- Excerpted text

This has been a very varied week, despite spending quite a lot of time on my own. I even made biscuits, though there are none left and no photographic evidence was taken.

Knitting wise, I have been working on four designs! One, Elinor Hap Shawl, has now been updated with an improved layout and a correction of stitch counts. There will be a further update later in the year once the new sample is ready for photographs.

Another design, Menai, will be launched as an individual pattern next week on April 4th, having been originally published last October in The Knitter magazine. We took advantage of yesterday’s sunshine to take some new photos and I am pleased with how they have come out. It’s a brioche cowl that almost behaves like a mini-poncho and there are some fun decreases to create the leaves and leaf-bud shapes.

I have kept the layout and language consistent with my other brioche designs, so you will see rows labelled as “Row 1 LC (RS):”, followed by “Row 1 DC (RS):” where LC stands for light colour yarn and DC for dark colour yarn, rather than “Row 1 (RS): Using yarn A…” followed by “Row 1 (RS): Using yarn B…” which was the magazine’s house style for brioche.

- Exercise 1
Please reproduce the knitting post between "This has been" and "evidence was taken.", inclusive.
The knitting post and the entries after it have no connection to each other.

- Material for the task
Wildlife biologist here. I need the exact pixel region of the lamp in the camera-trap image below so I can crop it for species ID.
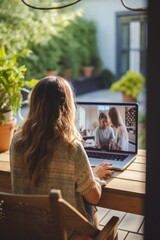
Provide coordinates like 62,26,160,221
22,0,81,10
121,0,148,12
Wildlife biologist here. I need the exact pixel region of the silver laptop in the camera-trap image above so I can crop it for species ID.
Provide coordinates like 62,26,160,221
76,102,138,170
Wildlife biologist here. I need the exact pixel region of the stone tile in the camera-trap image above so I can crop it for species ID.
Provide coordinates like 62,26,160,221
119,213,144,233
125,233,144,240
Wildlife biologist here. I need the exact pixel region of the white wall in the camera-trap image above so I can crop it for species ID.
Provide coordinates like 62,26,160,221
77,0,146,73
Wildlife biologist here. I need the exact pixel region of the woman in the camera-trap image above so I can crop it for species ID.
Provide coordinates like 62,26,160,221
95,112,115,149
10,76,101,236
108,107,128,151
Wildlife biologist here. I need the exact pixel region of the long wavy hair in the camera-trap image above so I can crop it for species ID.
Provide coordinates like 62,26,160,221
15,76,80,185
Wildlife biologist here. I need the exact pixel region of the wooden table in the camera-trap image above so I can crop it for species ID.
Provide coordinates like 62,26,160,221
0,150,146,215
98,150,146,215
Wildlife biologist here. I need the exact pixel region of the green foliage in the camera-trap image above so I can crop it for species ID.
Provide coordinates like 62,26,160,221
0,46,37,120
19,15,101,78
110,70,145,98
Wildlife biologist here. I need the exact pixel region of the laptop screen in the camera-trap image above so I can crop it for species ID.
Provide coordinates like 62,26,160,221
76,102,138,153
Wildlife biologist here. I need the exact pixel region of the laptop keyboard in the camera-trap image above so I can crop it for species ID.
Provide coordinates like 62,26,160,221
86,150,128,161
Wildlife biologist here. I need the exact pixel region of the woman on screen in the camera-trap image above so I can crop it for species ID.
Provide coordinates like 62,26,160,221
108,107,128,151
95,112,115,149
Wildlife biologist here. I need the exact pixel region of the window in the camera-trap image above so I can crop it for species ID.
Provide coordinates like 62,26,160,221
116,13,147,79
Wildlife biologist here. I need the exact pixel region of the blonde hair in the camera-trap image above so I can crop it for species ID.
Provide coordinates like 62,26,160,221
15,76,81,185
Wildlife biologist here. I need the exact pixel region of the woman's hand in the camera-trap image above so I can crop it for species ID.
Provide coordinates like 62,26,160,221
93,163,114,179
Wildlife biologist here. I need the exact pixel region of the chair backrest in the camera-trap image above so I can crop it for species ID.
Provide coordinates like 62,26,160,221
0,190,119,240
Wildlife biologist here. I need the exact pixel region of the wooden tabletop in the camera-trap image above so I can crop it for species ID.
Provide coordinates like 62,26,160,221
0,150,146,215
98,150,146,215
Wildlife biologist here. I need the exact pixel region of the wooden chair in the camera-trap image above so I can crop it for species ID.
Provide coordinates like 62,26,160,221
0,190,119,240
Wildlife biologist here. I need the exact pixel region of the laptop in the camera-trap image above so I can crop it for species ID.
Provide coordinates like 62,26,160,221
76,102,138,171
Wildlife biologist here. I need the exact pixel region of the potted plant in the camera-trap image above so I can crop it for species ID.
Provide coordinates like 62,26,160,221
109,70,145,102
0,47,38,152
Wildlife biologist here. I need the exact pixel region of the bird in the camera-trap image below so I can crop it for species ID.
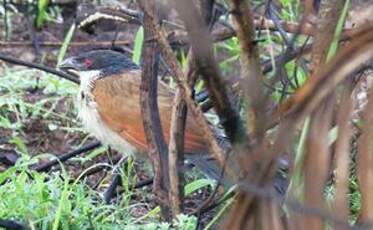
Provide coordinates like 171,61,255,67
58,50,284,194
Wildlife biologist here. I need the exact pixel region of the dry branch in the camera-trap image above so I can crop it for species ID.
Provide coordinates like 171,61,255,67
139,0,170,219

* * *

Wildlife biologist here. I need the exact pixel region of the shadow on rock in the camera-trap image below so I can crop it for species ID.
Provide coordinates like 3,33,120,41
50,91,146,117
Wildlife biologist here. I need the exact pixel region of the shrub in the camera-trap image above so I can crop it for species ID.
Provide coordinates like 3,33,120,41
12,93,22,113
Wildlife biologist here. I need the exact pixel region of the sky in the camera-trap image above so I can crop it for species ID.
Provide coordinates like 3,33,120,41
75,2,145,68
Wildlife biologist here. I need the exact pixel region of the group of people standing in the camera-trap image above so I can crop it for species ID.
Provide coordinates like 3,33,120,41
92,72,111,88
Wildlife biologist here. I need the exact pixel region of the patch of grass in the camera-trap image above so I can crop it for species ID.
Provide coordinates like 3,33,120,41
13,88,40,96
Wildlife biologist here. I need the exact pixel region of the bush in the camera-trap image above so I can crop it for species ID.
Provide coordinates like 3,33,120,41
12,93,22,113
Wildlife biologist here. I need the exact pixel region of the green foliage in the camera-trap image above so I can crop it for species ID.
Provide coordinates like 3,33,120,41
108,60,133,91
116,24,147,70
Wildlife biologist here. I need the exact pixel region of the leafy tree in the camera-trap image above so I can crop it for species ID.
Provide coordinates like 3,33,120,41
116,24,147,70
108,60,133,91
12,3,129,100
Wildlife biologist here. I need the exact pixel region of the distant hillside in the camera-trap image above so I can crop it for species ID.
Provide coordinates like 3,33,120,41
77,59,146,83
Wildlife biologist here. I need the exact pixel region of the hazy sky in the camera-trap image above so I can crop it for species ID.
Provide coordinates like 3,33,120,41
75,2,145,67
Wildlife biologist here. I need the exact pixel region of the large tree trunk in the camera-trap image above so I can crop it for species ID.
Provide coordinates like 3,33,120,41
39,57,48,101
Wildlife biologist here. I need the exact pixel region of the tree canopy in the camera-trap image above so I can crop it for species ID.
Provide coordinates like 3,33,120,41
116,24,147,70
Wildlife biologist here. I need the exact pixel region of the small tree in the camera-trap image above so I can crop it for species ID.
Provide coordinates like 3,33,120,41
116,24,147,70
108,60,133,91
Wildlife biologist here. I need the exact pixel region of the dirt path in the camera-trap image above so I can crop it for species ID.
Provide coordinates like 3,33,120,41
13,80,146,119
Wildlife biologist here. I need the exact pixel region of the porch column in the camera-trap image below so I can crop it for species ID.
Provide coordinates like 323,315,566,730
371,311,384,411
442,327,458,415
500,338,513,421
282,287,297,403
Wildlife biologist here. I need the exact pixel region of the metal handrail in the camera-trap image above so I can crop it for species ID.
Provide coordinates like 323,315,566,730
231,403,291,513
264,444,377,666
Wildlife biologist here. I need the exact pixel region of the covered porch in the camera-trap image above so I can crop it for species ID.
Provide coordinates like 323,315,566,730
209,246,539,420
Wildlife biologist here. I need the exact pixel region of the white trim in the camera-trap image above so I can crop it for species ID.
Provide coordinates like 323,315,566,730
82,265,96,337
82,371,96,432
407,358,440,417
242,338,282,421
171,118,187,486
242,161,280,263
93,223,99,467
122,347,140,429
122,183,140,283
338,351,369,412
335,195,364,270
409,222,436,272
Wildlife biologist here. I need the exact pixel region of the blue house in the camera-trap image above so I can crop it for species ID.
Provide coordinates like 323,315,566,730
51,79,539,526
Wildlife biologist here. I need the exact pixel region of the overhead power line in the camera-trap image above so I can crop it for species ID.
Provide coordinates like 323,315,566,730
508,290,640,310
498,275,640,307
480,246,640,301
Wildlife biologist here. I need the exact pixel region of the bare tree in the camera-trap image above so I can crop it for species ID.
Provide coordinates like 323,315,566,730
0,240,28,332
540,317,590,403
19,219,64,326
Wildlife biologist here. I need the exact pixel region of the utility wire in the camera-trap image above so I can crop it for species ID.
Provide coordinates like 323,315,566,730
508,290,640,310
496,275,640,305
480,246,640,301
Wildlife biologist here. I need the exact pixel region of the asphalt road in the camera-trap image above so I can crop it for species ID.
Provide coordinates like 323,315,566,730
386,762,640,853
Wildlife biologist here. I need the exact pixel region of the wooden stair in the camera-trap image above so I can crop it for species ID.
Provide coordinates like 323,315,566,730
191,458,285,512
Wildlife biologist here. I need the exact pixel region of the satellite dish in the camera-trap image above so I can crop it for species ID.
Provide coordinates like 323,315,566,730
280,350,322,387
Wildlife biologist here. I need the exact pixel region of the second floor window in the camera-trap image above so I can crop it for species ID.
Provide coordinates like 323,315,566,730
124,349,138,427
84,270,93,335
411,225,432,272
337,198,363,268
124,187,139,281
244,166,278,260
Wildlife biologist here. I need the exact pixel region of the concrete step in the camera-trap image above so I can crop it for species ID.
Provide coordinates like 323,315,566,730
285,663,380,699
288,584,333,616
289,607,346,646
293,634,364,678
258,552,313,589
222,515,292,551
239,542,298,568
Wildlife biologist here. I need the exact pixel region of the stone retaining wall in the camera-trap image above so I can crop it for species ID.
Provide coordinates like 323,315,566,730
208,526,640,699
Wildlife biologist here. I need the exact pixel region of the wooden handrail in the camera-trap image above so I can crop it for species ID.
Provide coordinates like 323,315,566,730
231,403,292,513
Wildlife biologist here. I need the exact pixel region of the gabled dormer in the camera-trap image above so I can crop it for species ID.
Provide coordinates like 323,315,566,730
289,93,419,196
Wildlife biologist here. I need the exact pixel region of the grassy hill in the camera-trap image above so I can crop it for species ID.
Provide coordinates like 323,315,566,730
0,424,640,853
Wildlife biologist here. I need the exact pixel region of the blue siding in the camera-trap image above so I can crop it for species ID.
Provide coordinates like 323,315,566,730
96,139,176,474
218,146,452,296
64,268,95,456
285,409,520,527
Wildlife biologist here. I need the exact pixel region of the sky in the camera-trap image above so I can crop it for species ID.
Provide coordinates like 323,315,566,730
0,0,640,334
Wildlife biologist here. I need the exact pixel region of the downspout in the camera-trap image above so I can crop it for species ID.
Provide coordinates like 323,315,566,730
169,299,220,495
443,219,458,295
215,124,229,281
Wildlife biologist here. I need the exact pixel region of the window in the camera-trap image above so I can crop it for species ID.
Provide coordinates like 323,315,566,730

* * *

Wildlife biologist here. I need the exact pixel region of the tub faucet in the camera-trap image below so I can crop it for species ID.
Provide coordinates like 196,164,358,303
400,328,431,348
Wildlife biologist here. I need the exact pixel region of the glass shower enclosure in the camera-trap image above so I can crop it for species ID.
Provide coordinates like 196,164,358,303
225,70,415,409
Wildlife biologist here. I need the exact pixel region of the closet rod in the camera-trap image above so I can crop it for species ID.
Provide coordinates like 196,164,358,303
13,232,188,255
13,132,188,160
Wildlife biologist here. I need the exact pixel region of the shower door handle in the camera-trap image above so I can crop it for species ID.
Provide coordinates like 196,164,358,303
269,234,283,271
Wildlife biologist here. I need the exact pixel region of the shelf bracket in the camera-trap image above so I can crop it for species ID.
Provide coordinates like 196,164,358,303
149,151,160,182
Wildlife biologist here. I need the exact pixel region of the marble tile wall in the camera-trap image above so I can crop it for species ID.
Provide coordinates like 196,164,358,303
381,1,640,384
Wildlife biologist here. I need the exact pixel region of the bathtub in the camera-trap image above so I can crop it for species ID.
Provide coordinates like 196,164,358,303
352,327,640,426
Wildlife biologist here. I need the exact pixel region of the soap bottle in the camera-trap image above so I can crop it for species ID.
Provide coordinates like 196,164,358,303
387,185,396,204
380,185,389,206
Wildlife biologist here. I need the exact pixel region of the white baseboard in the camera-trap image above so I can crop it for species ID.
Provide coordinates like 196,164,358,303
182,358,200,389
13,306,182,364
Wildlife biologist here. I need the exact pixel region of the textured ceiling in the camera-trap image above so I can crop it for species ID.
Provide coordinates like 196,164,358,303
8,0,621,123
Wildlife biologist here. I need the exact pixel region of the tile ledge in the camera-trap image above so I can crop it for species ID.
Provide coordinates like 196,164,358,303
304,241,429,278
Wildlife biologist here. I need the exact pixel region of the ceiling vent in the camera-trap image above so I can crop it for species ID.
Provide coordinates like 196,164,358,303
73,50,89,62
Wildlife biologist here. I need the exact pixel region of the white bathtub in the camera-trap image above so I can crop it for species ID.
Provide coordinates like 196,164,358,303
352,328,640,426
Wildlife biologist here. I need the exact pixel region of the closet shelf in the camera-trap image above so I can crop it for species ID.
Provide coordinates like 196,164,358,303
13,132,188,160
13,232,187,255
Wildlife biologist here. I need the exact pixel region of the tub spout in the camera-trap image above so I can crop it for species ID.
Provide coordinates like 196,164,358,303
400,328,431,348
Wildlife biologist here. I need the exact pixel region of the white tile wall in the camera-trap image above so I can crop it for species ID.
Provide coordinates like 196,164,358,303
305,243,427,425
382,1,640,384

- Exercise 2
Rewrite the entries between the lines holding "of the hazy" and "209,246,539,420", inclusive, as a JSON list of strings with one string per line, leaving out any blank lines.

- Problem solution 1
This has been a very varied week, despite spending quite a lot of time on my own. I even made biscuits, though there are none left and no photographic evidence was taken.

- Problem solution 2
[
  "Wildlife biologist here. I need the exact pixel region of the hazy sky in the camera-trap image above so I can crop it for species ID.",
  "Provide coordinates like 3,33,120,41",
  "75,2,145,67",
  "Wildlife biologist here. I need the exact pixel region of the large tree trunk in the camera-trap image above so I can crop it for species ID.",
  "Provide coordinates like 3,33,120,41",
  "39,57,48,101",
  "Wildlife biologist here. I need the exact pixel region of the tree canopy in the camera-trap image above so I can crop it for species ID.",
  "Provide coordinates like 3,33,120,41",
  "116,24,147,70",
  "Wildlife biologist here. I need the exact pixel region of the small tree in the camera-trap image above so I can crop it for species ID.",
  "Provide coordinates like 3,33,120,41",
  "116,24,147,70",
  "108,60,133,91",
  "Wildlife biologist here. I need the exact pixel region of the dirt path in the camera-trap image above so I can crop it for species ID.",
  "Provide coordinates like 3,33,120,41",
  "13,80,146,119",
  "Wildlife biologist here. I need the exact pixel region of the porch column in the camera-trap image below so I can crop it for species ID.",
  "Provide coordinates like 323,315,566,730",
  "371,311,384,411",
  "442,327,458,415",
  "500,338,513,421",
  "282,287,297,403",
  "Wildlife biologist here. I need the exact pixel region of the metal handrail in the camera-trap image above so I can crop it for species ID.",
  "Provide coordinates like 323,315,566,730",
  "231,403,291,513",
  "264,444,377,666",
  "Wildlife biologist here. I need the exact pixel region of the covered porch in the camera-trap image above so I can crop it for species ID.",
  "Provide coordinates like 323,315,566,730",
  "209,246,539,420"
]